- Consigne 1 -
D'après le texte sur le FMI en Grèce, de quel taux à quel taux la TVA est-elle passée ?
- Consigne 2 -
Poursuivez le texte sur le FMI en Grèce à partir de sa dernière phrase.

- Texte source -
Que fait le FMI en Grèce ?
La Grèce a emprunté 110 milliards d'euros pour les 3 années à venir, dont 80 milliards d'euros en provenance des pays de la zone euro et 30 milliards d'euros du FMI (Fonds Monétaire International) en promettant un plan d'austérité. Dominique Strauss Kahn, directeur du FMI, a récemment dit au sujet des Grecs [1] : "La réalité, c'est que ces gens-là, ils sont dans la merde. Et y sont gravement. Ils ont beaucoup bricolé, ils savent très bien qu'ils ne paient pas d'impôts, que c'est un sport national de ne pas payer d'impôts en Grèce, que ça truande un maximum." Une phrase qui a provoqué un tollé en Grèce où les efforts demandés par le FMI sont considérables…
Sous la pression de l'UE, l'État grec a pris de nombreuses mesures pour calmer les marchés et réduire les coûts d'emprunt. Les mesures d'austérité prises dès le mois de mars 2010 sont les suivantes :
Suppression des cadeaux de Noël et de Pâques pour les fonctionnaires et les employés des entreprises publiques et réduction de 15% des primes pour les fonctionnaires.
Diminution des salaires de 7% à 8% en moyenne dans l'ensemble du secteur public, par le biais d'une réduction des primes, du 13ème et 14ème mois de salaire, et le gel des retraites (ou même réduction pour les retraités PPC (Public Power Corporation) et OTE (Organisation hellénique des télécommunications)).
Mise en place d'un taux d'imposition de 45% pour les revenus de plus de 100.000 euros.
Augmentation des impôts indirects (TVA passée de 19% à 23% et introduction de taxes spéciales sur les combustibles, l'alcool et le tabac), imposition d'une taxe spéciale et augmentation de 11% à 13% du taux inférieur de la TVA (ceci concerne les biens de grande consommation quotidienne, l'électricité, l'eau, etc.) En revanche, réduction des impôts sur les sociétés.
Afin d'avoir une meilleure image des chiffres donnés, il faut noter que 6 retraités sur 10 reçoivent une pension de moins de 600 euros par mois, 50% des employés dans le secteur privé gagnent moins de 1090 euros par mois (données IKA – Institut d'Assurances sociales) quand le salaire mensuel moyen des fonctionnaires ne dépasse pas les 1.350 euros. Selon les estimations d'ADEDY (la Confédération des Syndicats des Fonctionnaires publics) en 2010 la réduction des primes des fonctionnaires sera de l'ordre de 150 à 800 euros par mois, c'est-à-dire de 30% de leur salaire. Le pourcentage de propriétaires en Grèce est, certes, de 77% [2] mais la parité de pouvoir d'achat en Grèce est de 0,94 et en France de 1,16 [3] (où 58% sont des propriétaires) ! Le directeur scientifique de l'Institut du Travail GSEE/ADEDY, Savas Robolis, observe qu'ils ont épuisé les possibilités de nouvelles réductions de salaire, en soulignant que l'inflation en Grèce est à 2,6% et de seulement 0,9% dans la zone euro. Selon Monsieur Robolis, cela aurait des effets négatifs sur la reprise de l'économie grecque et la sortie de crise, car il y aurait une réduction supplémentaire de la demande et de la consommation.

- Données fournies -

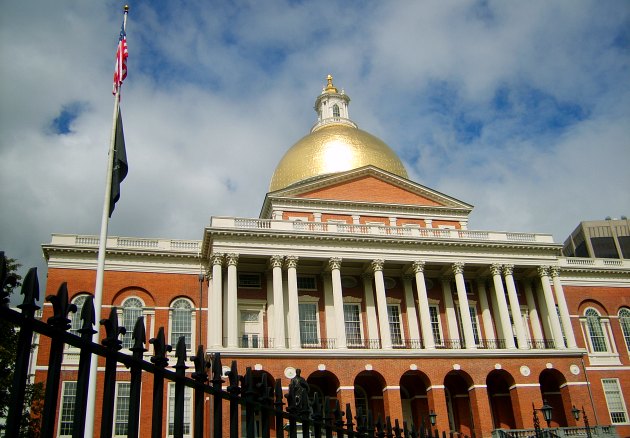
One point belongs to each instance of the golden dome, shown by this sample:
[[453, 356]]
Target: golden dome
[[334, 148]]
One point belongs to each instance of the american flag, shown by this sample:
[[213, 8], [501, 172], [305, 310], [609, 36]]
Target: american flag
[[120, 69]]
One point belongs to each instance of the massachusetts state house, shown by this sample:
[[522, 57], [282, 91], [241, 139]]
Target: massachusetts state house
[[381, 292]]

- Réponse 1 -
La TVA est passée de 19 % à 23 %.

- Réponse 2 -
Au mois d'avril 2010, le gouvernement a annoncé le recours du pays au mécanisme de sauvetage de l'UE et du FMI. En mai 2010, de nombreuses mesures ont été prises pour une durée de trois ans :
Des nouvelles mesures bouleversent le droit du travail au point qu'à court terme, les contrats de travail individualisés, non régis par les conventions collectives, risquent de devenir dominants sur le marché.
Gel des salaires publics pendant trois ans.
Prélèvement spécial sur les entreprises pendant trois ans.
Nouveau système de sécurité sociale, où les pensions doivent être réduites puis gelées dans le secteur public. Abrogation des 13ème et 14ème mois de pension pour les retraités qui sont âgés de moins de 60 ans, quel que soit le montant de leur pension. Imposition d'un plafond des dépenses consacrées aux retraites, dépenses qui ne doivent plus dépasser l'équivalent de 2,5% du PNB.
Assouplissement des conditions de licenciement et réduction des indemnisations.
Augmentation du taux de TVA pour des centaines de produits (dont alimentaires) qui passent du taux réduit au taux maximum.
Juillet 2010 :
Réforme des retraites : vote de la nouvelle loi concernant la sécurité sociale, c'est-à-dire réduction des pensions de retraite et report de l'âge de la retraite dans le secteur public à 65 ans. L'âge légal de départ à la retraite est augmenté, le nombre d'annuités pour avoir droit à une retraite pleine est reporté de 37 ans à 40 ans en 2015 et son montant calculé sur le salaire moyen de la totalité des années travaillées et non plus sur le dernier salaire.
Nouvelle convention collective nationale du travail, qui ne prévoit aucune augmentation des salaires des agents publics et de certaines entreprises privées pour l'année 2010, et une augmentation de 1,5% le 1er Juillet 2011 et de 1,7% le 1er Juillet 2012.
Août 2010 :
Le gouvernement a commencé de traiter la problématique de la privatisation des sociétés publiques et la vente d'actions.
Septembre 2010 :
Ouverture à la concurrence les professions fermées (environ 350 professions concernées, comme les chauffeurs de camions et de taxis par exemple).
Octobre 2010 :
Projet de loi pour des changements radicaux dans l'OSE (la société publique correspondant à la SNCF en France), qui servira d'exemple aux changements dans d'autres services publics, afin de combler leur déficit.
Diminution des effectifs (2.350 employés concernés, sur un total de 6.300) et suppression des rémunérations supplémentaires, comme les heures supplémentaires et les heures travaillées loin de leur domicile (mobilité). Modification des conventions de travail, en remplacement du Règlement général du personnel. Ouverture de l'entreprise au privé.
Novembre 2010 :
Visite du FMI en Grèce, qui remarque que le programme d'assainissement budgétaire progresse bien en général, mais qu'il faudra d'autres changements structurels dans la santé et les services publics, ainsi que dans la perception des recettes fiscales.
Décembre 2010 :
Vote du projet de loi, qui prévoit, entre autres, des changements dans les relations industrielles et des réductions de salaire dans les entreprises publiques.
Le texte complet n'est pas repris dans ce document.